→ **PROBLEM TO SOLVE**:
The response should consist of every line below, restated exactly, with no pictures.

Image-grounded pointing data
┄┄┄┄┄┄┄┄┄┄┄┄┄┄┄┄┄┄┄┄
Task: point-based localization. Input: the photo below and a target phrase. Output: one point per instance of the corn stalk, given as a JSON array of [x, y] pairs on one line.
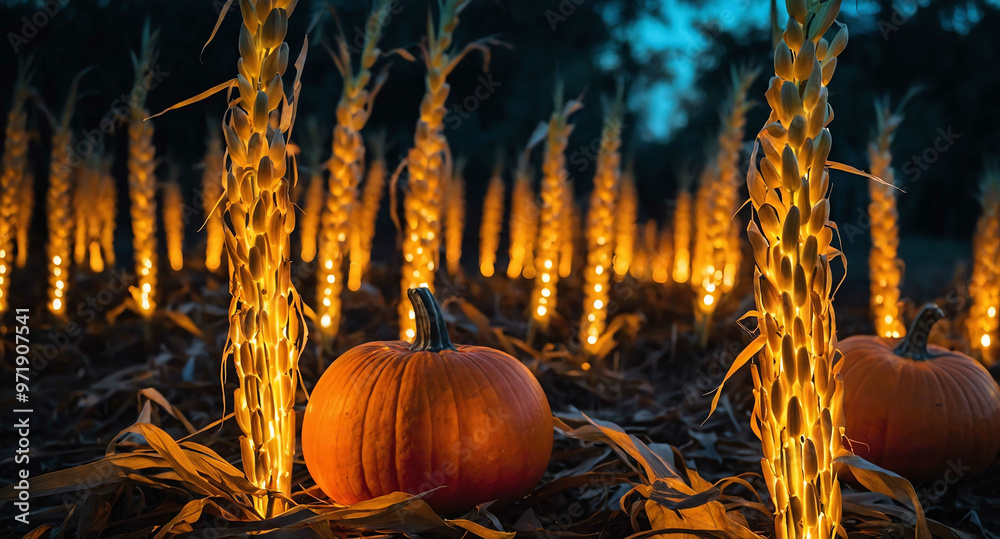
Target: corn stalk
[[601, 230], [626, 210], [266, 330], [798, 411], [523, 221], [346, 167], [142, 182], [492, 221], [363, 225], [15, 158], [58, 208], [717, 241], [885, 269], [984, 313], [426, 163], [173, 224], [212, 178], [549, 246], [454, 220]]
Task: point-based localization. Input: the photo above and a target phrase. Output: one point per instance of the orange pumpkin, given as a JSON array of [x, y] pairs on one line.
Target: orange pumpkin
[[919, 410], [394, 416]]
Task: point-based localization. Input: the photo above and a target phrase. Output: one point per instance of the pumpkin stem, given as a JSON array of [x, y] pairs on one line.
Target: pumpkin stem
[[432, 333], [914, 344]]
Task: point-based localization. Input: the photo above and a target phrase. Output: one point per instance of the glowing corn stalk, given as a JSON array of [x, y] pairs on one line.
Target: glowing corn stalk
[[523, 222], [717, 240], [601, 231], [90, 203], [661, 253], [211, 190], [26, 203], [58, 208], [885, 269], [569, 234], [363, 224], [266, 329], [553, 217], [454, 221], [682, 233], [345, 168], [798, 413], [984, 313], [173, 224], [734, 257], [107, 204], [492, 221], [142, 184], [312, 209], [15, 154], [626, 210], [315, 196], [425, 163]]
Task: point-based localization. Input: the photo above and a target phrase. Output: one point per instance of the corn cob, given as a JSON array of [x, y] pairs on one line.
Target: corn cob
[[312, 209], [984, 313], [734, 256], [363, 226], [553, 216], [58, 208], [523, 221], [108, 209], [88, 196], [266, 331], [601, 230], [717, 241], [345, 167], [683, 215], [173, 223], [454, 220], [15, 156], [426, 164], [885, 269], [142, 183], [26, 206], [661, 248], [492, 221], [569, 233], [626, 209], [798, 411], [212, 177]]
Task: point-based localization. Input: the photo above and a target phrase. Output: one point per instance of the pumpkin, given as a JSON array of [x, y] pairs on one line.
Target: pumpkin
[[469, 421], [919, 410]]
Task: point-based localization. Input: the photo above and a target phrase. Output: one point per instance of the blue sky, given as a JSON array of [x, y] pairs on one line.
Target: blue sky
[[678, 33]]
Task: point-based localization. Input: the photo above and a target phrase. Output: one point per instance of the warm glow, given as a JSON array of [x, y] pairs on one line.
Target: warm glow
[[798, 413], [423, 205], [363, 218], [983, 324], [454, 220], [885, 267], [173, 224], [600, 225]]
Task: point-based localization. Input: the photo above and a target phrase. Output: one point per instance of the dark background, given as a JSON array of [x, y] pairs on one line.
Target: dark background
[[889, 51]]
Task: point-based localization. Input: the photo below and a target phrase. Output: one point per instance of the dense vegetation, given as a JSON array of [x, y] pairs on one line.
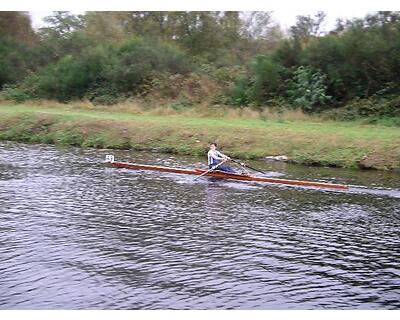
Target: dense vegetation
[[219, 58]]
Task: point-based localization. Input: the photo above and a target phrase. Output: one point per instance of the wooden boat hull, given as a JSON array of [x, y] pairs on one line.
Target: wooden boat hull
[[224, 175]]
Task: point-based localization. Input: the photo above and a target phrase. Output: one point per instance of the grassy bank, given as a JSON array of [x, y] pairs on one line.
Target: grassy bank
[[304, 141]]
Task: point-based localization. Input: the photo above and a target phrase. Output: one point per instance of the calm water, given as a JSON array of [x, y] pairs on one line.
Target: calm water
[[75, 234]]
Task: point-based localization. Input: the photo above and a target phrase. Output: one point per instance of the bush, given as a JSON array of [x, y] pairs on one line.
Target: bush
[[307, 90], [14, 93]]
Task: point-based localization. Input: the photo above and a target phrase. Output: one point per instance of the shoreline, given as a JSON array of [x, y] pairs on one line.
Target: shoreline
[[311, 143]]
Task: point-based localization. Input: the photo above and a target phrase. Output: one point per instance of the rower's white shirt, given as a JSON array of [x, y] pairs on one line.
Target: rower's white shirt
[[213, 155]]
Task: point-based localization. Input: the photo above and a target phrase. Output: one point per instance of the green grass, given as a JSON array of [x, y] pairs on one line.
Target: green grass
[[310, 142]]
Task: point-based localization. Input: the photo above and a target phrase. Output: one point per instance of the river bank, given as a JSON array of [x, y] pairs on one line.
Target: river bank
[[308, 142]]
┄┄┄┄┄┄┄┄┄┄┄┄┄┄┄┄┄┄┄┄
→ **EXERCISE SOLUTION**:
Task: point-based localization. Input: the photo below and a target phrase. Output: one point per instance of the corn stalk, given as a JSON array of [x, y] pairs on one line.
Target: corn stalk
[[601, 230], [626, 210], [266, 330], [798, 411], [523, 221], [346, 167], [142, 182], [492, 221], [363, 225], [15, 158], [58, 208], [717, 241], [885, 269], [984, 313], [426, 163], [173, 224], [212, 178], [549, 246], [454, 220]]
Task: point-based localization. Input: the photo above and a target phrase. Output: one point per instance of the orange pumpkin, given as a JSON array of [x, y] pairs on one line.
Target: orange pumpkin
[[919, 410], [394, 416]]
Task: point-based localization. Input: the photo above and a target phrase. Output: one point per instance of the pumpkin stem, given as a JSON array of [x, y] pairs on one line.
Target: pumpkin stem
[[432, 333], [914, 344]]
Task: point-based localization. Input: the photo above and a target phrase. Output: one point per instance of the glowing corn stalk, given as a JSON array of [x, y] pairs on one line.
Target: glowing corn stalk
[[523, 222], [717, 240], [601, 231], [90, 203], [661, 253], [211, 190], [26, 203], [58, 208], [885, 269], [569, 234], [363, 224], [266, 329], [553, 217], [454, 221], [682, 233], [345, 168], [798, 413], [984, 313], [173, 224], [734, 257], [107, 204], [492, 221], [142, 184], [312, 209], [15, 154], [626, 210], [315, 196], [425, 163]]
Task: point-based localization. Input: the photo above and a target phrase. Output: one point per instance of the corn cob, given as a JSON array of [x, y] pairs on one line.
Target: corn cob
[[312, 209], [984, 313], [734, 256], [363, 226], [553, 216], [58, 208], [523, 221], [108, 209], [88, 196], [266, 331], [601, 230], [717, 241], [345, 167], [683, 215], [173, 223], [454, 220], [15, 156], [426, 164], [885, 269], [142, 183], [26, 206], [661, 248], [492, 221], [569, 233], [626, 209], [798, 411], [212, 177]]
Task: point-based localization. Input: the photo above and a target phrase. Output: one point per instance of the pumpkin, given as a JSON array of [x, y] pairs on one line.
Target: pumpkin
[[469, 421], [919, 410]]
Task: point-based localization. Input: the photo above and a target phrase. Output: one point per instance of the blue sky, given as a JSON array of [x, y] pairs on one line.
Target: blue sky
[[678, 33]]
Task: point-based localization. Input: the photo above and a target phrase. Output: one point per instance of the warm glow, given as a JSON array of [x, y] pairs on one line.
Target: warm glow
[[798, 413], [423, 205], [363, 218], [983, 324], [454, 220], [885, 267], [173, 224], [600, 225]]
Task: point-based localization. Input: the photo above and a target phrase. Output: one point per instance of the dark background, given as a JSON array of [x, y] pairs on one line.
Target: dark background
[[889, 51]]
Task: point-based localization. Input: the photo below and a target phrase. Output: one point per instance of the dense vegetation, given as a JSON array of [x, y] pairs on one line.
Target: dense vegetation
[[219, 58]]
Task: point-based localization. Input: the photo above and a target phrase. Output: one point per instance of the wooden boat hull, given as a JSON array of [x, y] pairs on one line.
Target: wooden boat hull
[[224, 175]]
Task: point-based localization. Input: the photo above and a target phrase. Output: one point per instance of the grassy bank, given as a JSON array of [x, y] pairs on one line.
Target: grassy bank
[[304, 141]]
Task: point-based localization. Input: the photo above and a target phrase. Output: one point per instance of the calm water, given as a JSON array of [x, y] pairs on one line.
Target: calm water
[[75, 234]]
Task: point-based localization. Input: the photo above and a target phrase. Output: one point per instance of the bush, given as a JSON array of [x, y] pairs on one line.
Target: bush
[[307, 90], [14, 93]]
Task: point-based localization. Input: the photo above and a target phrase. Output: one point per instance of the shoreline, given as a JSON array of [x, y] pairs on one line.
Target: shoreline
[[311, 143]]
Task: point-based localization. Input: the photo above and a target phrase. Output: one point per instance of the rower's white shirt, given as a JSON array of [x, y] pairs on one line.
Target: rower's white shirt
[[213, 155]]
Task: point-based localization. Input: the photo above and a target phrase. Output: one point per instance of the green grass, given as a JSON array of [x, y] pairs on one line.
Target: green grass
[[310, 142]]
Task: point-based localization. Input: the photo above and a target phrase. Output: one point per instance of the river bank, given as a JSON array of [x, y] pairs on one line.
Target: river bank
[[308, 142]]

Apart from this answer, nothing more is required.